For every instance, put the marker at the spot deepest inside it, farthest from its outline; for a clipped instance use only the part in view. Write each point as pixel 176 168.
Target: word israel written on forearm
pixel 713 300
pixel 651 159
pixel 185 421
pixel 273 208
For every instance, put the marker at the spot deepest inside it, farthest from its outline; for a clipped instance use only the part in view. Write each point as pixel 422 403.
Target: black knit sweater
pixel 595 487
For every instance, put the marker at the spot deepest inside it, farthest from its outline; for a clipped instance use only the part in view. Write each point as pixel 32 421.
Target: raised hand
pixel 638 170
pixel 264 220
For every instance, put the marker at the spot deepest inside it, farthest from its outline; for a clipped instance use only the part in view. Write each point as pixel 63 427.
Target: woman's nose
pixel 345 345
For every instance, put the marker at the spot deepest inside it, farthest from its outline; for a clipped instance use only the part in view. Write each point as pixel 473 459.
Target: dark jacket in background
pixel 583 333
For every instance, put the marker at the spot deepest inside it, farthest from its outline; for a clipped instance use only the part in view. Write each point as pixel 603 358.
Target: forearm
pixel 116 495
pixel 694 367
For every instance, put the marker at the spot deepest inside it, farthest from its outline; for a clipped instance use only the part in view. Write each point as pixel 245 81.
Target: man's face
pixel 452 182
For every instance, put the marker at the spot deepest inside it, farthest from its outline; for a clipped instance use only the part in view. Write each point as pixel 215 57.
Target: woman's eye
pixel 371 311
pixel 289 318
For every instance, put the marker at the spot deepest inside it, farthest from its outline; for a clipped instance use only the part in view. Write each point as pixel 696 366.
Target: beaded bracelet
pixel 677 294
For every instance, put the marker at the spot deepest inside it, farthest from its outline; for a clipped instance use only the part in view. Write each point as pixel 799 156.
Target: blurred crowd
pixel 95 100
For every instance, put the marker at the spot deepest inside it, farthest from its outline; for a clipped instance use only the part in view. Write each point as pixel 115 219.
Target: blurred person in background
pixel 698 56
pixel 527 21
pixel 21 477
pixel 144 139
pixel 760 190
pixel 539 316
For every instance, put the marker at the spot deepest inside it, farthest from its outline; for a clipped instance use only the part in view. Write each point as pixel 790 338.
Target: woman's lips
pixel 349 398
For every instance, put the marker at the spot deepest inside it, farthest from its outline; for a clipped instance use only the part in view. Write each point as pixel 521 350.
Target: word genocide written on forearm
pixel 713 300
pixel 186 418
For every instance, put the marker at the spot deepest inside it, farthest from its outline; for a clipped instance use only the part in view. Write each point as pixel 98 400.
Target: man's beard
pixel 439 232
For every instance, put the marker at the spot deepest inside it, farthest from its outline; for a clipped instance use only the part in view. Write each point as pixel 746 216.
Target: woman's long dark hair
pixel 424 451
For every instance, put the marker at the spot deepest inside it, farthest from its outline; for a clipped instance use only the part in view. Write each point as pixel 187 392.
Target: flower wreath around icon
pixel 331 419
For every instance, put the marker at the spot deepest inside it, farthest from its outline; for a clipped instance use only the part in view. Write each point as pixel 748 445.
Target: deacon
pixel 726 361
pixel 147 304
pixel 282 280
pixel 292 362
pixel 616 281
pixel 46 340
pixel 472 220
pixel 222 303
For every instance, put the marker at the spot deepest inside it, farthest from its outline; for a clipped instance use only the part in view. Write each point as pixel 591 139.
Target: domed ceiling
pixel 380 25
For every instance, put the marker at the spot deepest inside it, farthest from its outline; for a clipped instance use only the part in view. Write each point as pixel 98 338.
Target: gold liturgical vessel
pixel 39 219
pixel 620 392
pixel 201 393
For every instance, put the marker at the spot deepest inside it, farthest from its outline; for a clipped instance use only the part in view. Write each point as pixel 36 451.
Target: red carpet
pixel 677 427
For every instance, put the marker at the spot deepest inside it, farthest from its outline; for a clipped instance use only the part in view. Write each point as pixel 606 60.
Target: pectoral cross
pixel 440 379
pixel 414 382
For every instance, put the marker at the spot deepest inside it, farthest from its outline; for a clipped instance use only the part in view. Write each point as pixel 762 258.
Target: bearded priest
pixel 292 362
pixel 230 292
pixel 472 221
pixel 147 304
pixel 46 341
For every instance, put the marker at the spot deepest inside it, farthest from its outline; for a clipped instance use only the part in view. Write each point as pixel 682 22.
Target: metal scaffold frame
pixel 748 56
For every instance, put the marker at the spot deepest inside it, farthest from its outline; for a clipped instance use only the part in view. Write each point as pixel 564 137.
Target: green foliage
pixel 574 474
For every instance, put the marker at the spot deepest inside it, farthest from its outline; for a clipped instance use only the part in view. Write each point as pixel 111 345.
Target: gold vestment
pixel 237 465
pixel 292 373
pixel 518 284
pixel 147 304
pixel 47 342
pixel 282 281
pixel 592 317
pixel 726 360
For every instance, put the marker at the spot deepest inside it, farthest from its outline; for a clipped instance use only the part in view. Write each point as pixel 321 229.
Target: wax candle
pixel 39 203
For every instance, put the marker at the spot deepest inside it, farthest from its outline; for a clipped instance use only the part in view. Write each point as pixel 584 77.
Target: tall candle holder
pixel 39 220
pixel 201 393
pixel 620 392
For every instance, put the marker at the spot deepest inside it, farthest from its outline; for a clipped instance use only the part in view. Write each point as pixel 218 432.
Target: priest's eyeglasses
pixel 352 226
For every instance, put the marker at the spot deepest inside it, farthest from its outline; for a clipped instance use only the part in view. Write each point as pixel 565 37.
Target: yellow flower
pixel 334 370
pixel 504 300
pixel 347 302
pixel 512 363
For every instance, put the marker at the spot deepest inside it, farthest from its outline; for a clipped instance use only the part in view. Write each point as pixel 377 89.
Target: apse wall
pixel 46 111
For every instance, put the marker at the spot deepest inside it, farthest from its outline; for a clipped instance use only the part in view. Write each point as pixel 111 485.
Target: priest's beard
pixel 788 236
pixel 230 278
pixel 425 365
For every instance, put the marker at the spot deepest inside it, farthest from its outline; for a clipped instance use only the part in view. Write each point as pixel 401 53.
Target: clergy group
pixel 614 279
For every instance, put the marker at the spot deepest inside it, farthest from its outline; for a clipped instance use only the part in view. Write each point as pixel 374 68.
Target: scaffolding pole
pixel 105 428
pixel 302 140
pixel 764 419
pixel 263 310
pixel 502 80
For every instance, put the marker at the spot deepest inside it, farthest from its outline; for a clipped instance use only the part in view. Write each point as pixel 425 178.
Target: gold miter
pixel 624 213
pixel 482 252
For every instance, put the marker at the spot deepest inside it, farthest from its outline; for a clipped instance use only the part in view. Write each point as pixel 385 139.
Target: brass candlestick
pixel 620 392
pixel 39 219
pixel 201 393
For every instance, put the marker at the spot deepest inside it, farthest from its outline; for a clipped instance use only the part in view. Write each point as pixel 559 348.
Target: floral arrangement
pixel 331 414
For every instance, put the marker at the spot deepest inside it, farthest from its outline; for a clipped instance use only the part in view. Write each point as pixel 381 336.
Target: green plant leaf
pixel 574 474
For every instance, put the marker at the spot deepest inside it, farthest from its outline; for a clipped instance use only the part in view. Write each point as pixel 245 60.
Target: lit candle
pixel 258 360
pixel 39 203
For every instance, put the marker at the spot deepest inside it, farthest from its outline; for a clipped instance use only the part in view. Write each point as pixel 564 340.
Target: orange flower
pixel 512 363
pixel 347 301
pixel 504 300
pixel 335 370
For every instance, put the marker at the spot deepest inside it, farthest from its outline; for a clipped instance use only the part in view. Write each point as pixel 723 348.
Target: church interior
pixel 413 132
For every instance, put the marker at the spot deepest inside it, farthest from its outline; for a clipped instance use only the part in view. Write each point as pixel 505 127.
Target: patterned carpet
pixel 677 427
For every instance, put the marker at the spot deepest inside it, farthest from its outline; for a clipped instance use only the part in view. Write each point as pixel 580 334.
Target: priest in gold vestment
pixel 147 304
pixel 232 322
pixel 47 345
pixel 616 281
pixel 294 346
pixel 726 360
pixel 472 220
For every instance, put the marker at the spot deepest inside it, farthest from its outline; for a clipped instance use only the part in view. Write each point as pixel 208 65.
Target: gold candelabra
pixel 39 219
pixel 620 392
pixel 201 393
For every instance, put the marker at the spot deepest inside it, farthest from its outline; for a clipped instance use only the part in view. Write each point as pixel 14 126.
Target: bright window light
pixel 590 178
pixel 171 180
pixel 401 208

-- -- --

▶ [Direction]: Render the data above as a Markdown table with the columns Row and Line, covering only the stretch from the line containing "pixel 377 89." through the line containing "pixel 331 414", both ends included. Number each row in order, and omit any blank lines.

▶ [Expected answer]:
| Row | Line |
|---|---|
| 1 | For every instance, put the marker at the spot deepest inside it, farthest from its outline; for a clipped instance use only the part in view. Write each point as pixel 377 89. |
| 2 | Target: apse wall |
| 3 | pixel 46 111 |
| 4 | For every instance, put the marker at the spot deepest inside it, farthest from its outline; for a clipped instance use only the part in view. Write each point as pixel 111 485. |
| 5 | Target: priest's beard |
| 6 | pixel 788 236 |
| 7 | pixel 230 278 |
| 8 | pixel 425 365 |
| 9 | For every instance, put the marker at the spot deepest inside it, farthest from its outline; for a clipped instance use only the part in view. Write each point as pixel 401 53. |
| 10 | Target: clergy group |
| 11 | pixel 614 279 |
| 12 | For every instance, put the marker at the spot deepest inside it, farthest from its outline; for a clipped instance use only the part in view. Write each point as pixel 374 68. |
| 13 | Target: scaffolding pole |
| 14 | pixel 105 428 |
| 15 | pixel 302 140 |
| 16 | pixel 764 419 |
| 17 | pixel 263 310 |
| 18 | pixel 502 80 |
| 19 | For every instance, put the marker at the spot deepest inside it, farthest from its outline; for a clipped instance use only the part in view. Write each point as pixel 425 178. |
| 20 | Target: gold miter |
| 21 | pixel 624 213 |
| 22 | pixel 482 252 |
| 23 | For every instance, put the marker at the spot deepest inside it, farthest from its outline; for a clipped instance use only the part in view. Write each point as pixel 385 139. |
| 24 | Target: brass candlestick |
| 25 | pixel 620 392 |
| 26 | pixel 39 219 |
| 27 | pixel 201 393 |
| 28 | For every instance, put the marker at the spot deepest inside it, farthest from its outline; for a clipped instance use only the part in view. Write each point as pixel 559 348. |
| 29 | Target: floral arrangement |
| 30 | pixel 331 414 |